— Passage cité —
Ambitions de carrière, projets personnels, responsabilités familiales… Les jeunes parents d’aujourd’hui doivent jongler avec de nombreux projets, pas toujours compatibles. Cette « course à la performance » nécessite souvent de réévaluer leurs objectifs professionnels et personnels. Il est vrai que les hommes contribuent plus qu’auparavant aux soins des enfants, d’après une récente littérature scientifique. Pourtant, les jeunes mamans restent majoritairement chargées des travaux domestiques et des responsabilités familiales. Ce sont elles, finalement, qui font le plus de compromis pour faciliter leur présence auprès des enfants[1].
De quelles façons ces jeunes femmes s’engagent-elles dans leur double carrière de maman-travailleuse?
Dans le cadre du projet de recherche « Vies de familles rimouskoises », les auteurs ont rencontré 39 femmes ayant au moins un enfant en bas âge. La plupart travaillent, quelques-unes sont en congé de parentalité ou ont quitté leur emploi pour s’occuper de leurs enfants. Ces entretiens ont permis de dégager « trois parcours différents d’engagement dans la maternité » : les mères « traditionnelles » (20), « contemporaines » (9) et « alternatives » (10).

— Matériel —

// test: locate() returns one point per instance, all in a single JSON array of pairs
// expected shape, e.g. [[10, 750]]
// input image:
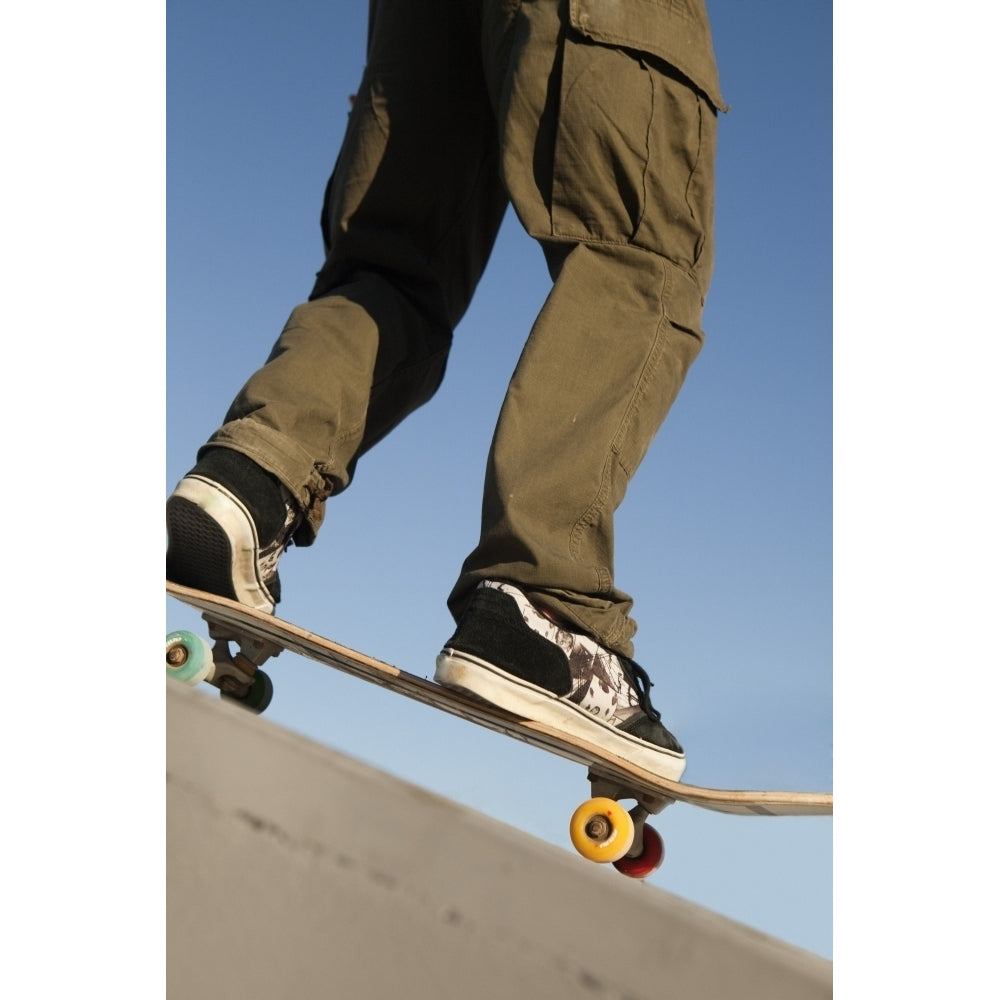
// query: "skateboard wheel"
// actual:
[[648, 861], [259, 695], [189, 657], [601, 830]]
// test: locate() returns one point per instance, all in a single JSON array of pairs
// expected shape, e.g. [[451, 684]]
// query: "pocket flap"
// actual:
[[676, 31]]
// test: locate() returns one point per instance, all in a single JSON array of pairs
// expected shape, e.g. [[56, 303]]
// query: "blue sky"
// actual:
[[725, 537]]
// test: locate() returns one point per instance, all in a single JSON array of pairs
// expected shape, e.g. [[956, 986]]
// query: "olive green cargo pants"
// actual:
[[596, 120]]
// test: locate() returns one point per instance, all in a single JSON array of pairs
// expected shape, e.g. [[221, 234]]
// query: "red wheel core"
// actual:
[[648, 861]]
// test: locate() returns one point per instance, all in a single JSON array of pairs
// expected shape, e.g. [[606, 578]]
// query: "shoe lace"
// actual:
[[641, 682]]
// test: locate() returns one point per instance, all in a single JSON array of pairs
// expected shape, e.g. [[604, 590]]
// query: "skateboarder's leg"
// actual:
[[410, 216], [608, 156]]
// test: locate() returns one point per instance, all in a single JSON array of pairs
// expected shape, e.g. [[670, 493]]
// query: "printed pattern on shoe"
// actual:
[[505, 651], [599, 684]]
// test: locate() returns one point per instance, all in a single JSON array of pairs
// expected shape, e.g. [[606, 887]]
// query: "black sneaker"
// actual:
[[228, 521], [508, 653]]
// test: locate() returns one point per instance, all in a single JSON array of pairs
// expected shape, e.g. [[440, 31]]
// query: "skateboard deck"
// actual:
[[612, 777]]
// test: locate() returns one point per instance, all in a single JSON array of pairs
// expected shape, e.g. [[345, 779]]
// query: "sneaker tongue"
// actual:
[[641, 682]]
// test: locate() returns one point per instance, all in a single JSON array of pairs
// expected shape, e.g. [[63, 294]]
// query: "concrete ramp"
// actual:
[[295, 872]]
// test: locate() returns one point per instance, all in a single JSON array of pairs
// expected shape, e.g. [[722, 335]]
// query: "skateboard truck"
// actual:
[[602, 830]]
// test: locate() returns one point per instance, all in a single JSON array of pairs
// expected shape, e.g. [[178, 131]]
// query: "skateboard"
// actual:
[[601, 829]]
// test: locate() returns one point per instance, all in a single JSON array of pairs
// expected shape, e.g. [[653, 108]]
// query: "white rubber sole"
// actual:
[[474, 676]]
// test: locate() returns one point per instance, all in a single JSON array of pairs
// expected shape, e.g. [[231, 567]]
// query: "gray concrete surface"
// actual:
[[295, 872]]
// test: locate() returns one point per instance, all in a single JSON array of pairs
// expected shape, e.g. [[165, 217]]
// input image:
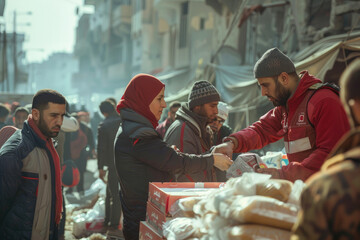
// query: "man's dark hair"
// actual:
[[106, 107], [44, 96], [21, 109], [112, 100], [175, 104], [4, 111]]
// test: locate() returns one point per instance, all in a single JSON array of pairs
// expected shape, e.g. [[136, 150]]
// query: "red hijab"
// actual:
[[139, 93]]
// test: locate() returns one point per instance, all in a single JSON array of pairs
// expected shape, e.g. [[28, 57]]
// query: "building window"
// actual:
[[183, 24], [202, 24]]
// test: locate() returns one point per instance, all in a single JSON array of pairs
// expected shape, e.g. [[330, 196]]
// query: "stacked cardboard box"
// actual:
[[161, 197]]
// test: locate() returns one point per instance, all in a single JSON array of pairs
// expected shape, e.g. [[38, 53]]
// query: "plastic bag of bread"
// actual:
[[259, 210], [246, 184], [247, 162], [187, 205], [279, 189], [182, 228], [295, 194], [212, 223], [252, 231]]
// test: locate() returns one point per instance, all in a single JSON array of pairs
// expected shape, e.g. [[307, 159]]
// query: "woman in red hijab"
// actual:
[[141, 156]]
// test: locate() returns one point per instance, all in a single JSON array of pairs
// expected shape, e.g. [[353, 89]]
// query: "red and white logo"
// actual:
[[301, 118]]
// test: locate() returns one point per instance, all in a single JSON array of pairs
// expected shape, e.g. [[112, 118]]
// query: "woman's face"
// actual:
[[158, 104]]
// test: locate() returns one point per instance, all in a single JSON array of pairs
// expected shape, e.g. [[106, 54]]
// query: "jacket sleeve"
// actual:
[[101, 146], [330, 123], [10, 179], [261, 133], [156, 153]]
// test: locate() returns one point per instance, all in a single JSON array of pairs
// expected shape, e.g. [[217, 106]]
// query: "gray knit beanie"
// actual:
[[272, 63], [202, 92]]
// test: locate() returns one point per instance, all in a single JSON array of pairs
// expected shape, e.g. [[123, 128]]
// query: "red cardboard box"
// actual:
[[155, 218], [164, 195], [148, 233]]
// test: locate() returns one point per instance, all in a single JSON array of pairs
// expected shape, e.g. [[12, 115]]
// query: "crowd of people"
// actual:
[[318, 122]]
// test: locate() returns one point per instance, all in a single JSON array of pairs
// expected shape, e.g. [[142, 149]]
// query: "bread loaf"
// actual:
[[276, 188], [260, 210], [252, 231]]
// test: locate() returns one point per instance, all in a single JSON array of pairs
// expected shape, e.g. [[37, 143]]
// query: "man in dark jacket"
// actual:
[[190, 132], [4, 113], [164, 126], [221, 130], [30, 183], [105, 149]]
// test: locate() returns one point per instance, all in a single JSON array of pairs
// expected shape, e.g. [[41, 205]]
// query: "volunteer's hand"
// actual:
[[224, 148], [175, 148], [102, 174], [275, 173], [222, 161]]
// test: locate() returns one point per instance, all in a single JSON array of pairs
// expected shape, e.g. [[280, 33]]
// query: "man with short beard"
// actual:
[[307, 114], [30, 183], [190, 132]]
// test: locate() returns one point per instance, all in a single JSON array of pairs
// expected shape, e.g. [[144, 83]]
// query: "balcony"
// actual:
[[121, 17]]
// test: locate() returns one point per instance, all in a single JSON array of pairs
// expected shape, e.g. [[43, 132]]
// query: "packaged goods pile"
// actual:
[[252, 206], [163, 206]]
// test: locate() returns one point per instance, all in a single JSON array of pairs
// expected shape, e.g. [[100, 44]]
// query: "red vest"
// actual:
[[299, 133]]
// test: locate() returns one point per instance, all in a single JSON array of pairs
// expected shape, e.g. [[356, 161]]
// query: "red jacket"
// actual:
[[324, 111]]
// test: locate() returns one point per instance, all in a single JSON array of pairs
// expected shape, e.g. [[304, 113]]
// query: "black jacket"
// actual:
[[106, 137], [141, 156]]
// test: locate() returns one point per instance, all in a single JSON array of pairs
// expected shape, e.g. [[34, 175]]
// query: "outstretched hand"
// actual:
[[224, 148], [272, 171], [222, 161]]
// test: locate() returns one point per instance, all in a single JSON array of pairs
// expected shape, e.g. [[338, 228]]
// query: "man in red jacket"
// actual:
[[307, 114]]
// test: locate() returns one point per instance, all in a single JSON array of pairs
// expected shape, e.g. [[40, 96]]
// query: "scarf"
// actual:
[[56, 161], [139, 93]]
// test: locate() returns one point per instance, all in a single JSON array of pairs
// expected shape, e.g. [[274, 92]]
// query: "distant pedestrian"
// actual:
[[105, 155], [4, 113], [20, 115]]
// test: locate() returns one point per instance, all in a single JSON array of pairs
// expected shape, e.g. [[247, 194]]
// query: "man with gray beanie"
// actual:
[[190, 132], [308, 115]]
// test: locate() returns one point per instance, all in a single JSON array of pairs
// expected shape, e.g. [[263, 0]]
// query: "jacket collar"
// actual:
[[135, 125]]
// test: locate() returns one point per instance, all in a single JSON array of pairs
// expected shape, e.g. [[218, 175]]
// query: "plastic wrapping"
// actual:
[[259, 210], [185, 207], [272, 159], [212, 223], [247, 162], [276, 188], [246, 184], [295, 194], [252, 231], [182, 228]]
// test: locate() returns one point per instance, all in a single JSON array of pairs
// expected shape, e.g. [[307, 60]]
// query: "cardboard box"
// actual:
[[156, 218], [164, 195], [148, 233]]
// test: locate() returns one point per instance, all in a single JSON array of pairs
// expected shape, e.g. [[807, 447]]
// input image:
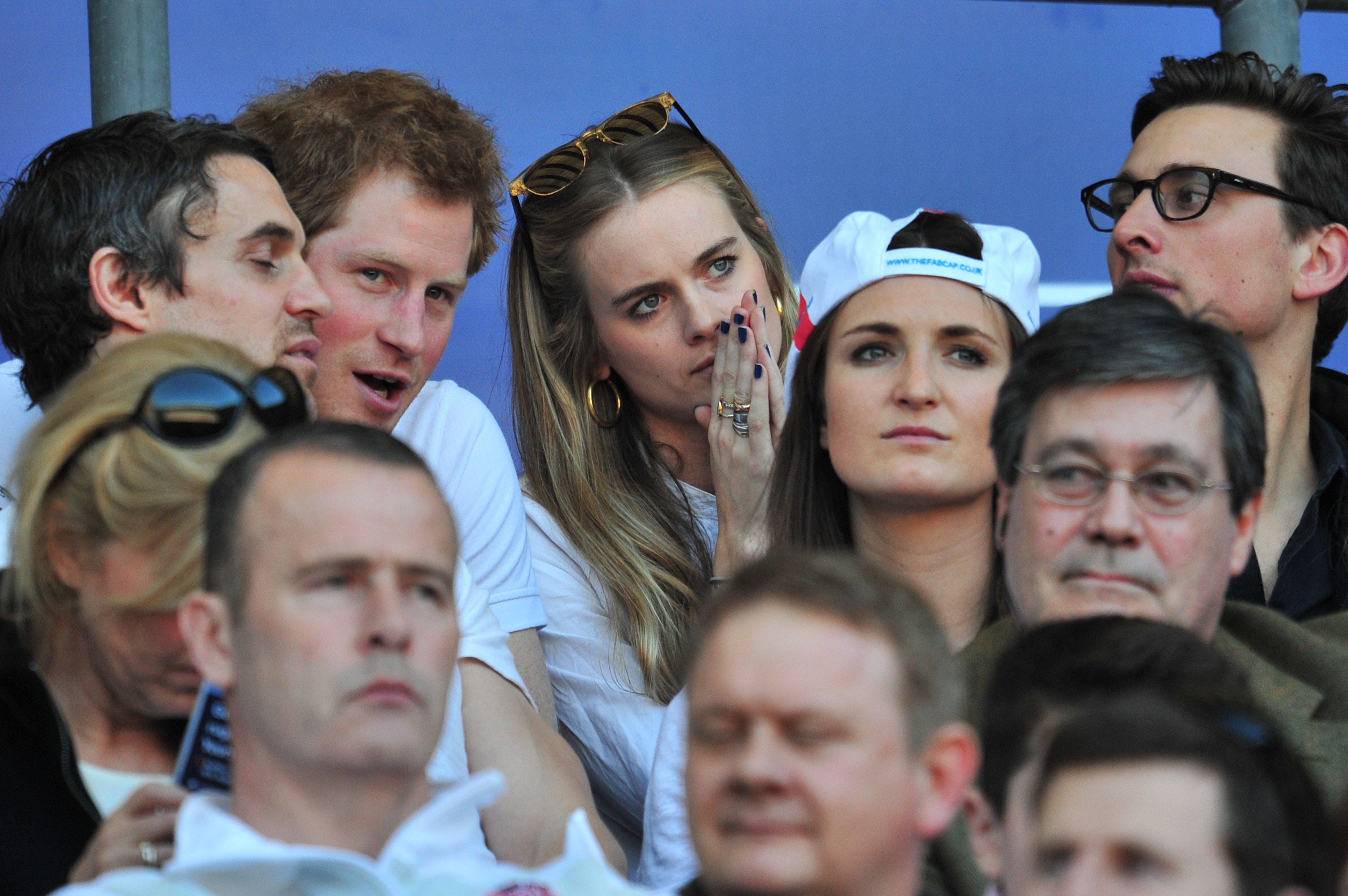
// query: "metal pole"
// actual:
[[129, 57], [1269, 28]]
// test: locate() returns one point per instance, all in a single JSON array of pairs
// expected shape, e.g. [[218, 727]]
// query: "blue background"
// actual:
[[1001, 111]]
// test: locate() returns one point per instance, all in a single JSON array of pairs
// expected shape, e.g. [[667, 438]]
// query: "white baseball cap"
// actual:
[[857, 255]]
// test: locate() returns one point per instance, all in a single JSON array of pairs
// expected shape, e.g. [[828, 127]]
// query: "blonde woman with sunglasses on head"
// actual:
[[95, 678], [650, 310]]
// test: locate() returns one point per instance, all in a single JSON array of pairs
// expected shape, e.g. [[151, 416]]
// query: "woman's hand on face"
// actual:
[[147, 817], [745, 374]]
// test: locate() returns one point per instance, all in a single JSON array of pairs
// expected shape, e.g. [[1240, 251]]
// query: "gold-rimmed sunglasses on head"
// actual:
[[558, 169]]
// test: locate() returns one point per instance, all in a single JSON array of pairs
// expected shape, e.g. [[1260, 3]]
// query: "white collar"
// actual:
[[227, 856]]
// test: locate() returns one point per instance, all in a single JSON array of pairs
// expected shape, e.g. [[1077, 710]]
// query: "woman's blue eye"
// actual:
[[871, 354]]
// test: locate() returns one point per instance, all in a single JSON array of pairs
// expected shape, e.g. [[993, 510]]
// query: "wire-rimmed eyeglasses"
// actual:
[[1180, 194]]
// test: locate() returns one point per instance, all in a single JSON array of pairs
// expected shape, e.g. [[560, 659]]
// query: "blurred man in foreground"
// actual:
[[824, 750], [331, 627], [1144, 796]]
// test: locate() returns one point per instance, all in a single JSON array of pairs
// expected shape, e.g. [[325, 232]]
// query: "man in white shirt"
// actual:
[[397, 185], [143, 226], [331, 627]]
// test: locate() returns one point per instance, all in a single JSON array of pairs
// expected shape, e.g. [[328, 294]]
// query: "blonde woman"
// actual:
[[650, 312], [107, 542]]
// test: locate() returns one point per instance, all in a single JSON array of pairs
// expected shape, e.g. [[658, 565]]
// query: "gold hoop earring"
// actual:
[[618, 403]]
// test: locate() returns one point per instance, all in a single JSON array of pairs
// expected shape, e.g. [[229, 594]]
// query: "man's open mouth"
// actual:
[[382, 386]]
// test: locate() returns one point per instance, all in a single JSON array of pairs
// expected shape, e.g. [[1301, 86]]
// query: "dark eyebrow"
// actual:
[[272, 231], [382, 256], [1130, 176]]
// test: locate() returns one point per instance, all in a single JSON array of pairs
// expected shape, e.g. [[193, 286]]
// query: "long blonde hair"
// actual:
[[120, 486], [609, 488]]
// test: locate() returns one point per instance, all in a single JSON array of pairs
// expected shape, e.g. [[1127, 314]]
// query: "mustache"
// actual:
[[385, 666], [1093, 558]]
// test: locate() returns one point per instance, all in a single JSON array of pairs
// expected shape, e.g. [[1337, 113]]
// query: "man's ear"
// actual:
[[1245, 534], [1002, 499], [208, 630], [1327, 265], [985, 833], [948, 763], [64, 552], [119, 293]]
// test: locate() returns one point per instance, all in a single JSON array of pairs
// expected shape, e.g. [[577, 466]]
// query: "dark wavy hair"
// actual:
[[1312, 153], [134, 184], [333, 130], [1272, 821], [1136, 336]]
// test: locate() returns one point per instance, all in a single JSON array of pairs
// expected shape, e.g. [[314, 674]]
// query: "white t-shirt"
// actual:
[[668, 856], [439, 849], [466, 449], [110, 788], [596, 680]]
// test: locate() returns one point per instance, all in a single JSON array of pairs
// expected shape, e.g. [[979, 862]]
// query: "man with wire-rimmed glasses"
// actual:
[[1232, 204]]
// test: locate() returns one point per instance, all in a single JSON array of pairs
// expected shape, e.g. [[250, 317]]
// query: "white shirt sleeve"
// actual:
[[17, 418], [668, 856], [467, 451], [480, 638], [596, 680]]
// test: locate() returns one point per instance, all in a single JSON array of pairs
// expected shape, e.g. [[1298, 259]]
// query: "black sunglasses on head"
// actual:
[[194, 406]]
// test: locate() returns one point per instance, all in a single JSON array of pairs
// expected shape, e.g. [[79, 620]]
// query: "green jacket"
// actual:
[[1297, 671]]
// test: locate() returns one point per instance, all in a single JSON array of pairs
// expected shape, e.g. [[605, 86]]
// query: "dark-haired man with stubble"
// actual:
[[824, 748], [146, 224], [1234, 202], [397, 185]]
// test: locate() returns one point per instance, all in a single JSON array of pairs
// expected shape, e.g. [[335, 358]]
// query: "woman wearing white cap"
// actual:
[[649, 310], [886, 446]]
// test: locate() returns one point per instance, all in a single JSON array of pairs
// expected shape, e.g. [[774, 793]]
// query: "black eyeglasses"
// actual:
[[1180, 194], [193, 406], [1157, 491]]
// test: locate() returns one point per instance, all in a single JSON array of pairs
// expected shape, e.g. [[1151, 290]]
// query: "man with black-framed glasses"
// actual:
[[1232, 204], [1129, 441]]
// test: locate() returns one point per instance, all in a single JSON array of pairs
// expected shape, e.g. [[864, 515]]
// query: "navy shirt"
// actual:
[[1311, 571]]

— Consigne —
Poursuivez le passage sur les jeunes mères partagées entre travail et maternité, en reprenant après sa dernière phrase.

— Réponse rédigée —
Mère avant tout
Les « traditionnelles » représentent une vision plutôt classique de la vie de famille, où la femme tient une place centrale. Leur épanouissement passe avant tout par leur rôle de mère. Fonder une famille est donc vécu comme une priorité.
« C’était comme un but dans ma vie. Je me disais vraiment que ma vie n’allait pas être réussie si je n’avais pas d’enfant. » – Travailleuse autonome, 1 enfant.
L’une des conditions de leur « idéal familial » est une présence importante auprès des enfants.
« Un papa présent, mais qui apporte du pain sur la table. Peut-être le père qui travaille pour nourrir sa famille pis la maman à la maison pour élever ses enfants. […] Puis, dans la limite du possible, avant deux ans, je n’enverrais pas mes enfants à la garderie. » – Mère à la maison, 4 enfants.
Les « traditionnelles » valorisent beaucoup les compromis professionnels et personnels, pour le bien-être de leurs enfants. La majorité occupe un emploi, mais selon des conditions plus souples que leur conjoint.
« [J]’avais appliqué en médecine, puis j’avais été acceptée, puis finalement, j’ai décidé de ne pas aller en médecine […]. J’avais envie d’avoir mon petit travail huit à quatre pour pouvoir m’occuper de ma famille puis avoir une qualité de vie […]. » – Physiothérapeute, 1 enfant.
Certaines témoignent de leur déception face à ce partage inégalitaire des rôles familiaux.
«[J]’ai réalisé que, dans notre société, on avait l’impression que les [hommes] en faisaient beaucoup plus que ce qui était la réalité […] avant d’avoir des enfants, on pense qu’il y a beaucoup de partage des tâches, puis que c’est la réalité dans très peu de familles… [J’ai diminué] mes attentes. » – Éducatrice à l’enfance, 3 enfants.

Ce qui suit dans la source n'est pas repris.